* SUPPLIED DATA

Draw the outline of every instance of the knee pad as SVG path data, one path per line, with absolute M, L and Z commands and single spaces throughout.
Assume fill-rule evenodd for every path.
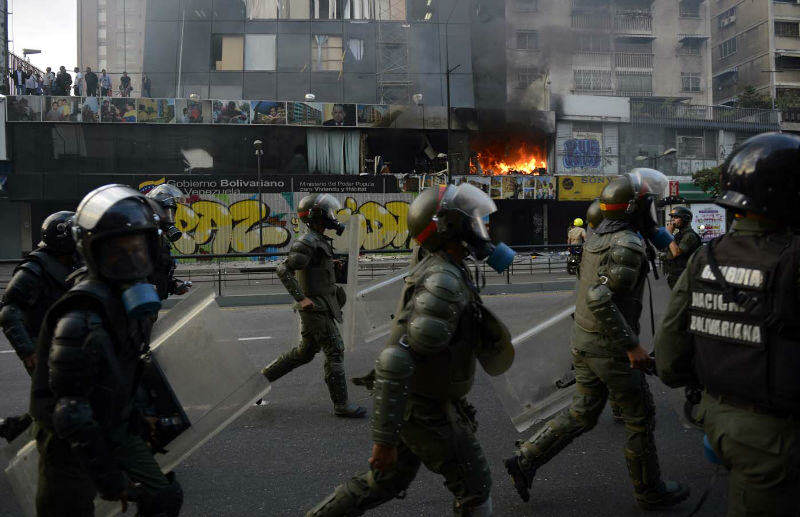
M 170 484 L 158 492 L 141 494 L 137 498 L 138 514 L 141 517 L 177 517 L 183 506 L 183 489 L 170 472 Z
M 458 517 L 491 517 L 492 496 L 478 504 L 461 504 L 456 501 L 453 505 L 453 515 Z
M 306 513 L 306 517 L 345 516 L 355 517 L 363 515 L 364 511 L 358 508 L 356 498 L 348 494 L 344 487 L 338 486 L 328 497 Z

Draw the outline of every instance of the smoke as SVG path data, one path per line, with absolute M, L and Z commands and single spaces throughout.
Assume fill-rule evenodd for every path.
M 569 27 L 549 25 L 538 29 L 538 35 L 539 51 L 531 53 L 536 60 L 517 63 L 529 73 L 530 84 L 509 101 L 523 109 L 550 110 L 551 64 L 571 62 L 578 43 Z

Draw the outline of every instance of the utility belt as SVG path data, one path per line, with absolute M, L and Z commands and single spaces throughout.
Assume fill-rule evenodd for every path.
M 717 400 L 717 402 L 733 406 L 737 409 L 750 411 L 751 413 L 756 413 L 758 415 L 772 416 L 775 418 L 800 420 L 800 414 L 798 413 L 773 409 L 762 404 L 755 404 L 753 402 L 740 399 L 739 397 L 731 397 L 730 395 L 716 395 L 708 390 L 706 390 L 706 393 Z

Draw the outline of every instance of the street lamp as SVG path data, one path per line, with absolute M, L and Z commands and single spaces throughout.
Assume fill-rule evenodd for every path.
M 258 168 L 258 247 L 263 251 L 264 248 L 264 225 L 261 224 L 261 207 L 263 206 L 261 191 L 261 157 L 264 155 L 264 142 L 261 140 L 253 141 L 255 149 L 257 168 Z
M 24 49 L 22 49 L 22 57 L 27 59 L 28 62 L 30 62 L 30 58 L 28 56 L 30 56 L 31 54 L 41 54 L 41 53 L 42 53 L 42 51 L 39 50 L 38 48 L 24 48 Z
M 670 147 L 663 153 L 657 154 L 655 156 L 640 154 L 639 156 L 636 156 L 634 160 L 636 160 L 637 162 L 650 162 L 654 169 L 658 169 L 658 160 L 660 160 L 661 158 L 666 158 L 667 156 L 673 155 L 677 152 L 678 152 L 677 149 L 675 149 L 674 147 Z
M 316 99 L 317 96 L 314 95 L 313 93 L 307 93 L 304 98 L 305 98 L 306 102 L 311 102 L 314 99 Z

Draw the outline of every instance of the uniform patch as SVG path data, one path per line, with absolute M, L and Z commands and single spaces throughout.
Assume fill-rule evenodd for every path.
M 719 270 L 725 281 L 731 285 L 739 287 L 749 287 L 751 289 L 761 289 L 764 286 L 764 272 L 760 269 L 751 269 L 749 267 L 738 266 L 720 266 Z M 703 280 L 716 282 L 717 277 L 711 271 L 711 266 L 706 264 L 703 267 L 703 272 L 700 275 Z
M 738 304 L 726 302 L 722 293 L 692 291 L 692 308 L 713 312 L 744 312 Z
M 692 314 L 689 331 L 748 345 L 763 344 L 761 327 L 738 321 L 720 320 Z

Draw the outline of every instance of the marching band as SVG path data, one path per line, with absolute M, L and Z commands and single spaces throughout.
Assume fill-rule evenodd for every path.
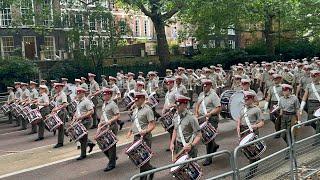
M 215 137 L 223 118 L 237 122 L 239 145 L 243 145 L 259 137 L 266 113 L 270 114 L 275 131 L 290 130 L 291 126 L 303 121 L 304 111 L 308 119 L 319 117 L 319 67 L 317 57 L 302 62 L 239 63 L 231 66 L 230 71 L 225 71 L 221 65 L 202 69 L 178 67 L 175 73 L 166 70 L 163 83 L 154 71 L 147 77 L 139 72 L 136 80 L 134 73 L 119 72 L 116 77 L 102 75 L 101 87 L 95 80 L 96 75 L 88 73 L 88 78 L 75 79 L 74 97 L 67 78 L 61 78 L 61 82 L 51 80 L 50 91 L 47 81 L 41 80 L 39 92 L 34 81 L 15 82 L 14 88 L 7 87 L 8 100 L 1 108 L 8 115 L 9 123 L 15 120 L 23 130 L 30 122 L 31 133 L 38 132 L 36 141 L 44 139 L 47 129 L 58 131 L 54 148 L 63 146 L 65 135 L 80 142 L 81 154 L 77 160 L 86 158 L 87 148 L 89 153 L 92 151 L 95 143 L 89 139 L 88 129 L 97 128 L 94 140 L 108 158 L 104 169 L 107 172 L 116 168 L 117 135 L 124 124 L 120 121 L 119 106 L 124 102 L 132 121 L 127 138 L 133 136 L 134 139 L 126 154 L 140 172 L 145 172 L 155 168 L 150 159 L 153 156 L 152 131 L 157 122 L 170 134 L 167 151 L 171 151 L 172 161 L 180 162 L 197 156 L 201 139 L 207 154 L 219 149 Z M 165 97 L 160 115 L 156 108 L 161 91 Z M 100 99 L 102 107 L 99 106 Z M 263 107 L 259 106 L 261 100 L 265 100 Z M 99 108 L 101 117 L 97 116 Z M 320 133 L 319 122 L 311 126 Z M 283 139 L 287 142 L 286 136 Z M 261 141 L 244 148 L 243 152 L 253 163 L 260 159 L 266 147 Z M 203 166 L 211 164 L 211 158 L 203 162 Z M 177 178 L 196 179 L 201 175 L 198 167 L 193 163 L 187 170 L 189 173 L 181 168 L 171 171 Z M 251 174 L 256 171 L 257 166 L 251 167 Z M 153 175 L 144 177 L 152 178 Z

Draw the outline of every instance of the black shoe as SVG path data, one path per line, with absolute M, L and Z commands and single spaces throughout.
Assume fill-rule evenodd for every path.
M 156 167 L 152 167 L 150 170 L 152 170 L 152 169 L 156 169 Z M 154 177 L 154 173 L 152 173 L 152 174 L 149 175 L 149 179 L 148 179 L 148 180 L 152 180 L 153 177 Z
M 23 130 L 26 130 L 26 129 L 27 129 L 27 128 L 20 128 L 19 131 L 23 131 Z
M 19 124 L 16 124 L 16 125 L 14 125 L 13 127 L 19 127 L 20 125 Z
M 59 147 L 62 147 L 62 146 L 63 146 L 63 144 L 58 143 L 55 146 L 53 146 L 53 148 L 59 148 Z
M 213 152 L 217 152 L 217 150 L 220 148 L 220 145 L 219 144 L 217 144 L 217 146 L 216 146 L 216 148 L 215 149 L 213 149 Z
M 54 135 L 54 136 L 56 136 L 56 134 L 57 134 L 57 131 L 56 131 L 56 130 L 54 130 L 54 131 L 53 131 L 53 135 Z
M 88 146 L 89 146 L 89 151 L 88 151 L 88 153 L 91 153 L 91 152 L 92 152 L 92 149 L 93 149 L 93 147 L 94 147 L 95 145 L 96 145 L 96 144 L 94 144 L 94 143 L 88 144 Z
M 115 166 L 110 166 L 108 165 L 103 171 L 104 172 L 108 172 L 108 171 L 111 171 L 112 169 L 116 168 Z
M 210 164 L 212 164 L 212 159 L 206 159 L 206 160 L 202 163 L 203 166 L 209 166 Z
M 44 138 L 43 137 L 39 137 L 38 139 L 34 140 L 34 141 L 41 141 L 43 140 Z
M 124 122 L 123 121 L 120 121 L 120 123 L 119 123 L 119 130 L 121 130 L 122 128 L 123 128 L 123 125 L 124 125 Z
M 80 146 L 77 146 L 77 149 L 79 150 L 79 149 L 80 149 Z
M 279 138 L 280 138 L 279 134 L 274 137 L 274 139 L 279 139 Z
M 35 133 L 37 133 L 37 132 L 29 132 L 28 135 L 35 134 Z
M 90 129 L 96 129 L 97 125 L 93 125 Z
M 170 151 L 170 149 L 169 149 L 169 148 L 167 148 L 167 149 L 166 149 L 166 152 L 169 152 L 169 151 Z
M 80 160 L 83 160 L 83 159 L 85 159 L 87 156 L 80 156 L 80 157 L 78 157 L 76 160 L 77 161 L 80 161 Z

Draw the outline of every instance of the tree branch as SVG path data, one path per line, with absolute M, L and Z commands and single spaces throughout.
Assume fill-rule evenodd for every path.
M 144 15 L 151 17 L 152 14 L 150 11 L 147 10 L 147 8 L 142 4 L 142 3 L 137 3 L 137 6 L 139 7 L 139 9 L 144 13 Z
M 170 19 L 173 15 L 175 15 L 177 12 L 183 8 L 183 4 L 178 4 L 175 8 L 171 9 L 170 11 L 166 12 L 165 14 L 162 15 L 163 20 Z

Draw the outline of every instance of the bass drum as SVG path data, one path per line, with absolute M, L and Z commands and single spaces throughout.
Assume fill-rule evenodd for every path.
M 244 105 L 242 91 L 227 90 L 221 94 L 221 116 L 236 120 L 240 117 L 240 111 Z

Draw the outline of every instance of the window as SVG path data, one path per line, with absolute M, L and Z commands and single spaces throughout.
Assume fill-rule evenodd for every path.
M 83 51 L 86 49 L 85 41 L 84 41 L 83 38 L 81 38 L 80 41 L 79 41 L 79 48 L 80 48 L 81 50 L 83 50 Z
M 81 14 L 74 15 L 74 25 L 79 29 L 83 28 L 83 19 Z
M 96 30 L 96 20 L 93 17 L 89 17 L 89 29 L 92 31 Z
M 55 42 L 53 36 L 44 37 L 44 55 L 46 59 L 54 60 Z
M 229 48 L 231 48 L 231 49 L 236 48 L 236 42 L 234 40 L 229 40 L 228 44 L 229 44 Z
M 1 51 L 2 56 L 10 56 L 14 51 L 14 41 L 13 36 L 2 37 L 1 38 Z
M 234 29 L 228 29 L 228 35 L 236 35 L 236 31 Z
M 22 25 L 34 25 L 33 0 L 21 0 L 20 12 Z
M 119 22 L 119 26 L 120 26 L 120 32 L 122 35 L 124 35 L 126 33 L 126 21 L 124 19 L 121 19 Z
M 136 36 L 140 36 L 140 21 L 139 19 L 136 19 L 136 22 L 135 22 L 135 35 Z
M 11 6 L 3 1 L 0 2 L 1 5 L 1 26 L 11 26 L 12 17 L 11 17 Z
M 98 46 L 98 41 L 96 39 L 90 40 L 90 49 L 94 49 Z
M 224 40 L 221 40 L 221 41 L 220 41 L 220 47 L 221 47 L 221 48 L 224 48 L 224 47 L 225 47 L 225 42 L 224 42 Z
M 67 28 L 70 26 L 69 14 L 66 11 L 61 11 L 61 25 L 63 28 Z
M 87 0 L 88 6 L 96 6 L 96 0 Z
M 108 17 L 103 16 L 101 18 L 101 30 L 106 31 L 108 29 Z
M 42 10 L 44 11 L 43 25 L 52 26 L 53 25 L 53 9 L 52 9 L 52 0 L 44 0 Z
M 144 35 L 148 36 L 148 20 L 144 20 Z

* WHAT IS EXPECTED
The answer is the lines above between the line holding "Draw the outline of every instance of the uniform" and the line holding "Draw the outline of every instance of the marching", inclusive, each written out exactly, and no others.

* EXERCISE RESULT
Draw the outline of every instance of the uniform patch as SVG path data, one path per line, with absolute M, L and Z commands and single spaces throughout.
Assume fill-rule evenodd for every path.
M 719 270 L 725 281 L 731 285 L 739 287 L 749 287 L 751 289 L 761 289 L 764 286 L 764 272 L 760 269 L 751 269 L 749 267 L 738 266 L 720 266 Z M 703 280 L 716 282 L 717 277 L 711 271 L 711 266 L 706 264 L 703 267 L 703 272 L 700 275 Z
M 738 304 L 726 302 L 722 293 L 692 291 L 692 308 L 713 312 L 744 312 Z
M 692 314 L 689 331 L 748 345 L 763 344 L 761 327 L 738 321 L 720 320 Z

Draw the outline of every instance of the marching band as SVG path data, one path per line, with absolute M, L and Z commands and single spaces throughout.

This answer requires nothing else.